Description of the task =
Select, from the data, each line where "slope" occurs.

Exercise data =
+ + + + + + +
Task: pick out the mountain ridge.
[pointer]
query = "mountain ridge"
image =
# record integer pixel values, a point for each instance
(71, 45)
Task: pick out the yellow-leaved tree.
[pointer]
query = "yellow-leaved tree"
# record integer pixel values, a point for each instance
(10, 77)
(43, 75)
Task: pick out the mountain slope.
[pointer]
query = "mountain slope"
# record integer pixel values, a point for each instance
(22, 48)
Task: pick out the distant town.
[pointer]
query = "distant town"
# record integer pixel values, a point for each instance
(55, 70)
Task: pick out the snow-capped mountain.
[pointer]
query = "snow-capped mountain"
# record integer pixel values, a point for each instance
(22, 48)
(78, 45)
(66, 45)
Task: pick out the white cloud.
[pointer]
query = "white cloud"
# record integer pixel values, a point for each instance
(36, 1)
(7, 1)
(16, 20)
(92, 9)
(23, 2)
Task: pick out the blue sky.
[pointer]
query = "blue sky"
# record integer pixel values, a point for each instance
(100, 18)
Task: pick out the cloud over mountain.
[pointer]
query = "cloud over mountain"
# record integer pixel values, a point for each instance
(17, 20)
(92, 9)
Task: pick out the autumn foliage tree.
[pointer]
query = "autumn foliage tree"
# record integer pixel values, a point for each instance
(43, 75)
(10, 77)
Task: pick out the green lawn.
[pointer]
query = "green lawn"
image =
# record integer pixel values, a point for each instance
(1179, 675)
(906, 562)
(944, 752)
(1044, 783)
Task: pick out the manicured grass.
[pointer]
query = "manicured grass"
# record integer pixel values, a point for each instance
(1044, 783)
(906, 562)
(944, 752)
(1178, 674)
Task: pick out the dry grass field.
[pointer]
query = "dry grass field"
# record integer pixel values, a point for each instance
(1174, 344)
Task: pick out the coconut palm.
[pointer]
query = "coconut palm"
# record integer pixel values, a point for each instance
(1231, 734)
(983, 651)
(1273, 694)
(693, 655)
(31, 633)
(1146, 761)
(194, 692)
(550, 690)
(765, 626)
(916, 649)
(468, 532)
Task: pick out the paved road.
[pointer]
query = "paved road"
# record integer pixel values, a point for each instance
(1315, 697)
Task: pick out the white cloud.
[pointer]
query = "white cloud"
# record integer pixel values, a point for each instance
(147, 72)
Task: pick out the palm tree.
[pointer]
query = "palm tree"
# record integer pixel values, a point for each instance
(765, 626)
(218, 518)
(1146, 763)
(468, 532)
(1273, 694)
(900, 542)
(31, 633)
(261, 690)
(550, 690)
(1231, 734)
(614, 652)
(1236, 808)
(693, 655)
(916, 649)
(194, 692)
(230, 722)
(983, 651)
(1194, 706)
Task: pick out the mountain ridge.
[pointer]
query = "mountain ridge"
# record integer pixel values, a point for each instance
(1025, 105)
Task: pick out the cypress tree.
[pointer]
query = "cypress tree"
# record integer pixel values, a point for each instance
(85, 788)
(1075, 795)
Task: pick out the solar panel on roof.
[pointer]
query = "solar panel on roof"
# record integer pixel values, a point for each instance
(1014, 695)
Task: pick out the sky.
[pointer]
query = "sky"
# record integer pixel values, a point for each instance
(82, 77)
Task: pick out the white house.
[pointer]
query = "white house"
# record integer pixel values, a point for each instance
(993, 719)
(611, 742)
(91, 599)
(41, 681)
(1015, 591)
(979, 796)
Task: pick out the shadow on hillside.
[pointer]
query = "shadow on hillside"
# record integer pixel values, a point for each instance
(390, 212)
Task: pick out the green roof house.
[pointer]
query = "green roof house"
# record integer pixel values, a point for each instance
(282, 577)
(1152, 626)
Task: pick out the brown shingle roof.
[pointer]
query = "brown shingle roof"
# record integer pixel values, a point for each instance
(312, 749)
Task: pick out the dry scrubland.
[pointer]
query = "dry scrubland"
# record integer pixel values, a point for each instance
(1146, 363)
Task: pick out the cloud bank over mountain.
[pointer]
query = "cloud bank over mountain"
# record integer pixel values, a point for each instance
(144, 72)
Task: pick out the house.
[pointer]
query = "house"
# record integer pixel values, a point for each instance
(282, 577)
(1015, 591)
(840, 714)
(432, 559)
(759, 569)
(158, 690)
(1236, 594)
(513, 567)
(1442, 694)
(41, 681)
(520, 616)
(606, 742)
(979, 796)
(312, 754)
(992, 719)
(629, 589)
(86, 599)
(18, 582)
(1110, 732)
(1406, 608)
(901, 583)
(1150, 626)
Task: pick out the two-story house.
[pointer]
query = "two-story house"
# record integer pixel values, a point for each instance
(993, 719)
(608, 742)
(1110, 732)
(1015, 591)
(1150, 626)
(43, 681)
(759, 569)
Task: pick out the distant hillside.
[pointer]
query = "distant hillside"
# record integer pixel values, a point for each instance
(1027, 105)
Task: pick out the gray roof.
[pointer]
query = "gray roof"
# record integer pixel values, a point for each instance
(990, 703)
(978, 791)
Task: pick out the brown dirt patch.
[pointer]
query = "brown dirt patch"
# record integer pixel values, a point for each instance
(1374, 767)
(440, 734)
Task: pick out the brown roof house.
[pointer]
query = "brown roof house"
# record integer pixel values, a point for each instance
+ + + + + + +
Result =
Task: pick out the mountain slope.
query = "mountain slope"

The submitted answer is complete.